#### WRITTEN TASK:
Print each of the entries exactly, leaving nothing out.
%%
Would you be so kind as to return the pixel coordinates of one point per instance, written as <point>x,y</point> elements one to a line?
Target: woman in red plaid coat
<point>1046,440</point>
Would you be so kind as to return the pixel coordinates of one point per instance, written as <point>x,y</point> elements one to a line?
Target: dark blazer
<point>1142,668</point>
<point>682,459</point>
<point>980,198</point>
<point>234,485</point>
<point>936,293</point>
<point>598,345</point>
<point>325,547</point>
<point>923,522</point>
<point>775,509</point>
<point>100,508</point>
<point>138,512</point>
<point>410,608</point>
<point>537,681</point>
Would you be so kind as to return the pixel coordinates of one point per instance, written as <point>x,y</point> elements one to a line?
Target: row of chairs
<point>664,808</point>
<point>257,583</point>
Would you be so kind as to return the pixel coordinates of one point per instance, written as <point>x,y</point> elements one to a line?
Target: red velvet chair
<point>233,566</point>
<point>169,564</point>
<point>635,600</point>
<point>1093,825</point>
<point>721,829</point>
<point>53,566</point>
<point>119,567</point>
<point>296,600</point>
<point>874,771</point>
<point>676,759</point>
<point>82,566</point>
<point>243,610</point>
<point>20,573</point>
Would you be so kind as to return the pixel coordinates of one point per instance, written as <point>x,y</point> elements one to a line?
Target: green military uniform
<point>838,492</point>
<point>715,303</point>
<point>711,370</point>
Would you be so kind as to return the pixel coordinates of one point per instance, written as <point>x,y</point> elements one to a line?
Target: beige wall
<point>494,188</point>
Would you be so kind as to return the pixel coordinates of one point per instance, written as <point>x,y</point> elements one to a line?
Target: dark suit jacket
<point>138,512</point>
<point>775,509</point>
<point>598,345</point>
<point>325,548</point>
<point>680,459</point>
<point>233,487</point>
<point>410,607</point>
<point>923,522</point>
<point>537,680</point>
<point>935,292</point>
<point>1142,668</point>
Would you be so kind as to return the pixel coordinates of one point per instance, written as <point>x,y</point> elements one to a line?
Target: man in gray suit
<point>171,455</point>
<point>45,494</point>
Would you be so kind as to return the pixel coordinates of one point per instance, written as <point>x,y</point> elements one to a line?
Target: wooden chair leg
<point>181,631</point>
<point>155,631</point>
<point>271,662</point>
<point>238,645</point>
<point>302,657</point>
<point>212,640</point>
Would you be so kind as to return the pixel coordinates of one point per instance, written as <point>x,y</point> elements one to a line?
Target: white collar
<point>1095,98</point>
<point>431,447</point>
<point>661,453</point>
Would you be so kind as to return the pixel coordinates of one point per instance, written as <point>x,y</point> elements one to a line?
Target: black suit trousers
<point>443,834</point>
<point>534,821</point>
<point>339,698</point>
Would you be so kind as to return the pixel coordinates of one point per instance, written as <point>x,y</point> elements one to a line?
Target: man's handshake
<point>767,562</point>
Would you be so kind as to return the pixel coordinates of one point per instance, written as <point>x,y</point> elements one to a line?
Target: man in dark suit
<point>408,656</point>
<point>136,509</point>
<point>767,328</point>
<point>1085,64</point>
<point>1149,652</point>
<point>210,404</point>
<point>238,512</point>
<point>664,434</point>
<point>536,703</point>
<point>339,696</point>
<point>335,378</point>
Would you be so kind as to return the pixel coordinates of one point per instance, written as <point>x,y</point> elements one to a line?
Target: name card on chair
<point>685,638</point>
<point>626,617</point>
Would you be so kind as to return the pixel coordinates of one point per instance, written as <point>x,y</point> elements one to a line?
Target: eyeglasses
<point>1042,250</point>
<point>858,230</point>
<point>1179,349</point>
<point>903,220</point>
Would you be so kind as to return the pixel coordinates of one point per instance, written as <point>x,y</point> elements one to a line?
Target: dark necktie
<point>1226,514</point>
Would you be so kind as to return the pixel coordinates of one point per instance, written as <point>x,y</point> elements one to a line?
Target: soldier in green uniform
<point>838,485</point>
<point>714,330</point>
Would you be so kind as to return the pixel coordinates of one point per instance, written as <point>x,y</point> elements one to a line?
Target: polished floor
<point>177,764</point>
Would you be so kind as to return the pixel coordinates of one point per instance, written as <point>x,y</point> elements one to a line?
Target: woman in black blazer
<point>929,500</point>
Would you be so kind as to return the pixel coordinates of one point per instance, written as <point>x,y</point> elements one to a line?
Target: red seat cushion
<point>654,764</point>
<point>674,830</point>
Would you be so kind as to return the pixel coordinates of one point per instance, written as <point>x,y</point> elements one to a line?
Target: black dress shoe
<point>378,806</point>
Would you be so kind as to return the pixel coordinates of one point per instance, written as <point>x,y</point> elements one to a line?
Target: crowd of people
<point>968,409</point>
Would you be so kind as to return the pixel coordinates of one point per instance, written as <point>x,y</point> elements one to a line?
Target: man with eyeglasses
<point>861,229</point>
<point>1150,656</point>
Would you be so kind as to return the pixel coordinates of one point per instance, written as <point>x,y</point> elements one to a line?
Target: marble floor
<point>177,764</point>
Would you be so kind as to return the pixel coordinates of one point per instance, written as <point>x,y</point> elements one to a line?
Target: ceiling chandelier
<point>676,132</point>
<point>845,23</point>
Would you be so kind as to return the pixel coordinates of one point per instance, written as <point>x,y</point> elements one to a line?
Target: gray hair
%%
#### THE OUTPUT:
Would you be so kind as to return the pixel coordinates of one point per instance, written as <point>x,y</point> elements one to a line?
Target: woman in red plaid coat
<point>1046,440</point>
Would you be so kind as to return the pixel coordinates of one point per instance, written as <point>x,y</point> elements one to a line?
Target: dark blazer
<point>1142,668</point>
<point>682,459</point>
<point>980,198</point>
<point>234,485</point>
<point>936,293</point>
<point>598,345</point>
<point>325,547</point>
<point>923,522</point>
<point>775,509</point>
<point>100,508</point>
<point>138,512</point>
<point>410,608</point>
<point>537,681</point>
Would you be so kind as to return the pixel coordinates of one point per instance, written as <point>x,y</point> elements one to a line?
Target: row of chairs
<point>664,808</point>
<point>257,583</point>
Would you be so kind as to return the pixel coordinates of one point per instance, written as <point>x,y</point> elements one to a line?
Target: red velvet chair
<point>233,566</point>
<point>169,564</point>
<point>635,600</point>
<point>1093,825</point>
<point>721,829</point>
<point>53,566</point>
<point>119,567</point>
<point>296,600</point>
<point>874,771</point>
<point>676,759</point>
<point>82,566</point>
<point>243,610</point>
<point>20,573</point>
Would you be so kind as to return the pixel coordinates of one point per instance, written as <point>x,y</point> elements one to a line?
Target: green military uniform
<point>838,492</point>
<point>715,303</point>
<point>711,370</point>
Would you be so kind as to return the pixel coordinates of one point per instance, written as <point>x,y</point> elements one to a line?
Target: beige wall
<point>494,188</point>
Would you be so kind as to return the pixel coordinates of one point per instance, written as <point>x,y</point> elements one to a line?
Target: dark suit jacket
<point>138,512</point>
<point>775,509</point>
<point>598,345</point>
<point>325,548</point>
<point>680,459</point>
<point>233,487</point>
<point>410,607</point>
<point>923,522</point>
<point>537,680</point>
<point>935,292</point>
<point>1142,668</point>
Would you be so kind as to return the pixel coordinates of one point per instance, written as <point>x,y</point> elements one to a line?
Target: man in gray suit
<point>171,455</point>
<point>45,494</point>
Would you be so kind as to return the pixel coordinates of one point per instance, written as <point>x,y</point> elements one to a line?
Target: wooden chair leg
<point>181,631</point>
<point>155,631</point>
<point>271,662</point>
<point>238,645</point>
<point>302,657</point>
<point>212,640</point>
Would you be so kind as to return the pixel coordinates of one point per instance, written as <point>x,y</point> elements one to a line?
Target: white collar
<point>1095,98</point>
<point>431,447</point>
<point>661,453</point>
Would you be so kind as to return the pixel coordinates of one point per instance, written as <point>x,y</point> elements one to a line?
Target: black suit trousers
<point>443,834</point>
<point>534,821</point>
<point>339,698</point>
Would you be so kind as to return the pixel coordinates of one point per instance, written as <point>x,y</point> elements one to a line?
Target: man's handshake
<point>767,562</point>
Would you be so kind as to return the pixel coordinates of one point per instance, written as <point>x,y</point> elements one to a line?
Target: man in dark suit
<point>408,656</point>
<point>136,509</point>
<point>767,328</point>
<point>1085,64</point>
<point>1149,652</point>
<point>210,404</point>
<point>238,512</point>
<point>664,434</point>
<point>536,703</point>
<point>339,696</point>
<point>335,378</point>
Would you be so kind as to return the pixel coordinates of one point per instance, written as <point>x,y</point> elements one to a line?
Target: name card on chair
<point>685,638</point>
<point>626,617</point>
Would you be so kind as to return the pixel coordinates of one point per instance, written as <point>x,y</point> elements one to a line?
Target: eyeglasses
<point>1042,250</point>
<point>858,230</point>
<point>1179,349</point>
<point>903,220</point>
Would you be so kind as to return the pixel coordinates of one point per instance, written as <point>x,y</point> elements one to a line?
Target: dark necktie
<point>1226,514</point>
Would you be so kind as to return the pixel coordinates of one point per instance, written as <point>x,y</point> elements one to a line?
Target: soldier in green uniform
<point>838,485</point>
<point>714,330</point>
Would you be so kind as to return the pixel coordinates of one point per instance, written as <point>x,y</point> elements one to a line?
Target: polished floor
<point>177,764</point>
Would you be so kind as to return the pixel coordinates of one point per instance, written as <point>x,y</point> elements one to a line?
Target: woman in black blazer
<point>929,500</point>
Would you be so kind as to return the pixel coordinates of one point per instance, written as <point>x,y</point> elements one to a line?
Target: red seat cushion
<point>654,764</point>
<point>674,830</point>
Would you be so kind as to return the pixel coordinates of one point per instance, written as <point>x,y</point> elements one to a line?
Target: black dress shoe
<point>378,806</point>
Would you be so kind as to return the pixel coordinates of one point per instance, written as <point>x,y</point> elements one to a line?
Target: crowd of people
<point>968,409</point>
Would you be so kind as to return the pixel coordinates of one point per instance, written as <point>x,y</point> elements one to a line?
Target: man with eyeglasses
<point>861,229</point>
<point>1150,656</point>
Would you be so kind as to return the pixel coordinates of one point per instance, written as <point>x,y</point> elements one to a line?
Target: marble floor
<point>177,764</point>
Would you be so kind as to return the pixel coordinates of one point per instance, written as <point>x,y</point> elements one to a line?
Target: ceiling chandelier
<point>676,132</point>
<point>845,23</point>
Would you be so kind as to return the pixel coordinates of one point per instance, written as <point>x,y</point> elements one to a line?
Target: gray hair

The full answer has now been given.